Work order
Every line of the listing should be repeated exactly.

----- Data -----

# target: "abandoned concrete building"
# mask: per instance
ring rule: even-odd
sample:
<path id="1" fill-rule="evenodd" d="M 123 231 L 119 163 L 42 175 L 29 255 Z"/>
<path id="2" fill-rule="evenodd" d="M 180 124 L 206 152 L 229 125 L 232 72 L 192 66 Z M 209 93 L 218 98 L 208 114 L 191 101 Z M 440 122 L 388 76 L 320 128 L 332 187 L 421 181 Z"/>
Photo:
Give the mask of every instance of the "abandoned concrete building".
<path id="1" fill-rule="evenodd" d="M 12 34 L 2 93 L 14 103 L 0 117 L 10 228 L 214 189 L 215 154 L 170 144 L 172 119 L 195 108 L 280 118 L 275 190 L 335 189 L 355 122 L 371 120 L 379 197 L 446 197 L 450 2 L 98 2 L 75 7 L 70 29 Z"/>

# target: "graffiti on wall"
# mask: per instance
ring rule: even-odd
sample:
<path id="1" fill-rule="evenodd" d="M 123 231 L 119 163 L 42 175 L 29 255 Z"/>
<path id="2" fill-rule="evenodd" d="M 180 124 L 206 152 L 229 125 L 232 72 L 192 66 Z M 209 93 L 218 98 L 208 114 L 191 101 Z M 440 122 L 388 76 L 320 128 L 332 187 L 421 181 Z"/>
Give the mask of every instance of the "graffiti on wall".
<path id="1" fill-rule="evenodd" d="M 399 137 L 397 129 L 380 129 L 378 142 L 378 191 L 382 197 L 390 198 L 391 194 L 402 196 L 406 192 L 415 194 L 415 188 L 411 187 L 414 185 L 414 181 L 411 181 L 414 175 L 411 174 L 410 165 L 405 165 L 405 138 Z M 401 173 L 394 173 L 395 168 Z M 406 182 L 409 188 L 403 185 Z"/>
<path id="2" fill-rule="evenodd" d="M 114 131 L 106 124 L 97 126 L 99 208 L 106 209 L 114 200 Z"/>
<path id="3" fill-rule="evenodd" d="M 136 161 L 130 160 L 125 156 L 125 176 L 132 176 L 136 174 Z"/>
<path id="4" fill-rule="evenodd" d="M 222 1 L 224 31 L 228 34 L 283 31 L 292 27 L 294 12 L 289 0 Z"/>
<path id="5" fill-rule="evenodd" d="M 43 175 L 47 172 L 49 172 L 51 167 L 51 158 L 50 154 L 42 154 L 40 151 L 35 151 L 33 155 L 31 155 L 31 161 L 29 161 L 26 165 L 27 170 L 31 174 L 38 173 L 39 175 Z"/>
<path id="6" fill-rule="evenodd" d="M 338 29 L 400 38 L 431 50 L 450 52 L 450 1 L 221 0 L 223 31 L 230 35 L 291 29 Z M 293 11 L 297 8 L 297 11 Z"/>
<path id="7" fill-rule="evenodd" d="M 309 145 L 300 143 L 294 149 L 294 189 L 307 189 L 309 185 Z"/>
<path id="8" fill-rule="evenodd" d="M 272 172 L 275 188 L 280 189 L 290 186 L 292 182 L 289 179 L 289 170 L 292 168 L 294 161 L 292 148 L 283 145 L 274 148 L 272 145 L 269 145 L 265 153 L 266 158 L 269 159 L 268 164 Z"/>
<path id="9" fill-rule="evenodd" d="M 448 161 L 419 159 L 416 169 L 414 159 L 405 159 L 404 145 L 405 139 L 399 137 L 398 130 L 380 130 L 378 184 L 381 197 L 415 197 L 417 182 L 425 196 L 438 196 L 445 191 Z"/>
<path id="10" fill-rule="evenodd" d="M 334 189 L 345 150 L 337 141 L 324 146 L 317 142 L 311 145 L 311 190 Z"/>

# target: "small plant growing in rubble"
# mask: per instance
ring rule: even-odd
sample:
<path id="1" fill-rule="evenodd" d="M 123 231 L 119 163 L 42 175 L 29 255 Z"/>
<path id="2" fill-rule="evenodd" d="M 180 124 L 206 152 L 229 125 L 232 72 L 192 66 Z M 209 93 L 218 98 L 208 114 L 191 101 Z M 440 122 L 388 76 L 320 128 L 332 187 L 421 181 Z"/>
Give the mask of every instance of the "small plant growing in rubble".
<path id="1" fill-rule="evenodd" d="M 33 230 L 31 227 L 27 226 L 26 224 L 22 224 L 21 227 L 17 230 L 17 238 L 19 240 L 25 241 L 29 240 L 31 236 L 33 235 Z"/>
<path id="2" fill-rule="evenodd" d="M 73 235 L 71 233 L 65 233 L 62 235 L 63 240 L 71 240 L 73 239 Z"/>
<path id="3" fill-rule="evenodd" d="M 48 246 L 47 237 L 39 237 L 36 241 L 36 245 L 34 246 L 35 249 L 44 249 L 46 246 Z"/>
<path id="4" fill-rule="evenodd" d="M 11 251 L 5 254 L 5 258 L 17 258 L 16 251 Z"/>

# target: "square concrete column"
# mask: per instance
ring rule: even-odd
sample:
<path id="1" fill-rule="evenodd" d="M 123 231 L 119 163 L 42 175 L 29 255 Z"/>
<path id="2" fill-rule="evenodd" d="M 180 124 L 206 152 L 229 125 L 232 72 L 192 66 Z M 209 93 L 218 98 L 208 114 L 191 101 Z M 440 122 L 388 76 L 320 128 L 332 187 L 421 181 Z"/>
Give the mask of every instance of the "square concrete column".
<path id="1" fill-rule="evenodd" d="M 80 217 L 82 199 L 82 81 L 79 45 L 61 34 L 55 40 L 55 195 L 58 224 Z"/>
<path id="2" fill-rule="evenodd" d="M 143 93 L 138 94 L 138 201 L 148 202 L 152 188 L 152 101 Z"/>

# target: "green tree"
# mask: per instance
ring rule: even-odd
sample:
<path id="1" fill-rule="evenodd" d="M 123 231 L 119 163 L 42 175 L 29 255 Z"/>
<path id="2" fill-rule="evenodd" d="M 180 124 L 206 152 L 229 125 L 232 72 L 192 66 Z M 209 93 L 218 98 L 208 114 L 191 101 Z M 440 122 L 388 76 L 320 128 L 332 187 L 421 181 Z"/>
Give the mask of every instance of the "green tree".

-----

Response for this exercise
# target: "abandoned concrete building"
# mask: per instance
ring rule: even-odd
sample:
<path id="1" fill-rule="evenodd" d="M 123 231 L 119 163 L 42 175 L 29 255 Z"/>
<path id="2" fill-rule="evenodd" d="M 180 124 L 206 152 L 229 125 L 232 72 L 192 66 Z M 209 93 L 218 98 L 208 114 L 191 101 Z M 440 122 L 388 76 L 320 128 L 332 187 L 421 181 Z"/>
Photo:
Give the mask of every instance of the "abandoned concrete building".
<path id="1" fill-rule="evenodd" d="M 12 34 L 2 93 L 14 103 L 0 117 L 10 228 L 214 189 L 215 154 L 170 144 L 172 119 L 195 108 L 280 118 L 275 190 L 335 189 L 355 122 L 371 120 L 379 197 L 446 197 L 450 2 L 98 2 L 75 7 L 70 29 Z"/>

# target: "graffiti on wall"
# mask: per instance
ring rule: even-odd
sample:
<path id="1" fill-rule="evenodd" d="M 123 231 L 119 163 L 42 175 L 29 255 Z"/>
<path id="2" fill-rule="evenodd" d="M 180 124 L 206 152 L 229 125 L 232 72 L 192 66 Z M 209 93 L 218 98 L 208 114 L 191 101 Z M 440 122 L 388 76 L 320 128 L 332 187 L 421 181 Z"/>
Give the mask of every instance of the "graffiti on wall".
<path id="1" fill-rule="evenodd" d="M 399 137 L 397 129 L 380 129 L 378 142 L 378 191 L 382 197 L 390 198 L 391 194 L 402 196 L 406 192 L 415 194 L 415 188 L 411 187 L 414 185 L 414 181 L 411 181 L 414 175 L 411 174 L 410 165 L 405 165 L 405 138 Z M 401 173 L 394 173 L 395 168 Z M 406 182 L 409 188 L 403 185 Z"/>
<path id="2" fill-rule="evenodd" d="M 114 131 L 106 124 L 97 126 L 99 208 L 106 209 L 114 200 Z"/>
<path id="3" fill-rule="evenodd" d="M 136 161 L 130 160 L 125 156 L 125 176 L 132 176 L 136 174 Z"/>
<path id="4" fill-rule="evenodd" d="M 222 1 L 224 31 L 228 34 L 283 31 L 292 27 L 294 12 L 289 0 Z"/>
<path id="5" fill-rule="evenodd" d="M 43 175 L 47 172 L 49 172 L 51 167 L 51 158 L 50 154 L 42 154 L 40 151 L 35 151 L 33 155 L 31 155 L 31 161 L 29 161 L 26 165 L 27 170 L 31 174 L 38 173 L 39 175 Z"/>
<path id="6" fill-rule="evenodd" d="M 338 29 L 400 38 L 431 50 L 450 52 L 450 1 L 221 0 L 223 31 L 230 35 L 291 29 Z M 293 11 L 297 8 L 297 11 Z"/>
<path id="7" fill-rule="evenodd" d="M 309 145 L 300 143 L 294 149 L 294 189 L 307 189 L 309 185 Z"/>
<path id="8" fill-rule="evenodd" d="M 272 172 L 275 188 L 280 189 L 290 186 L 292 182 L 289 179 L 289 170 L 292 168 L 294 161 L 292 148 L 283 145 L 274 148 L 272 145 L 269 145 L 265 153 L 266 158 L 269 159 L 268 164 Z"/>
<path id="9" fill-rule="evenodd" d="M 448 161 L 419 159 L 416 169 L 414 159 L 405 159 L 404 145 L 405 139 L 399 137 L 398 130 L 380 130 L 378 184 L 381 197 L 415 197 L 417 182 L 425 196 L 438 196 L 445 191 Z"/>
<path id="10" fill-rule="evenodd" d="M 334 189 L 345 150 L 337 141 L 324 146 L 317 142 L 311 145 L 311 190 Z"/>

# target: "small plant growing in rubble"
# mask: per instance
ring rule: even-odd
sample:
<path id="1" fill-rule="evenodd" d="M 123 231 L 119 163 L 42 175 L 29 255 Z"/>
<path id="2" fill-rule="evenodd" d="M 180 124 L 206 152 L 229 125 L 232 72 L 192 66 Z M 209 93 L 218 98 L 208 114 L 191 101 Z M 440 122 L 388 76 L 320 128 L 332 187 L 421 181 Z"/>
Give the mask of every instance of the "small plant growing in rubble".
<path id="1" fill-rule="evenodd" d="M 33 230 L 31 227 L 27 226 L 26 224 L 22 224 L 21 227 L 17 230 L 17 238 L 19 240 L 25 241 L 29 240 L 31 236 L 33 235 Z"/>
<path id="2" fill-rule="evenodd" d="M 73 235 L 71 233 L 65 233 L 62 235 L 63 240 L 71 240 L 73 239 Z"/>
<path id="3" fill-rule="evenodd" d="M 48 246 L 47 237 L 39 237 L 36 241 L 36 245 L 34 246 L 35 249 L 44 249 L 46 246 Z"/>
<path id="4" fill-rule="evenodd" d="M 11 251 L 5 254 L 5 258 L 17 258 L 16 251 Z"/>

# target: "square concrete column"
# mask: per instance
ring rule: even-odd
sample:
<path id="1" fill-rule="evenodd" d="M 123 231 L 119 163 L 42 175 L 29 255 Z"/>
<path id="2" fill-rule="evenodd" d="M 180 124 L 206 152 L 229 125 L 232 72 L 192 66 Z M 209 93 L 218 98 L 208 114 L 191 101 Z M 440 122 L 388 76 L 320 128 L 332 187 L 421 181 Z"/>
Give the mask of every instance of the "square concrete column".
<path id="1" fill-rule="evenodd" d="M 80 217 L 82 199 L 82 81 L 79 45 L 61 34 L 55 40 L 55 195 L 58 224 Z"/>
<path id="2" fill-rule="evenodd" d="M 143 93 L 138 94 L 138 201 L 148 202 L 152 188 L 152 101 Z"/>

# target: "green tree"
# mask: per instance
ring rule: even-odd
sample:
<path id="1" fill-rule="evenodd" d="M 123 231 L 119 163 L 42 175 L 29 255 Z"/>
<path id="2" fill-rule="evenodd" d="M 180 124 L 206 152 L 229 125 L 232 72 L 192 66 Z M 209 93 L 218 98 L 208 114 L 191 101 Z M 440 122 L 388 76 L 320 128 L 332 187 L 421 181 Z"/>
Give the mask of every instance of the "green tree".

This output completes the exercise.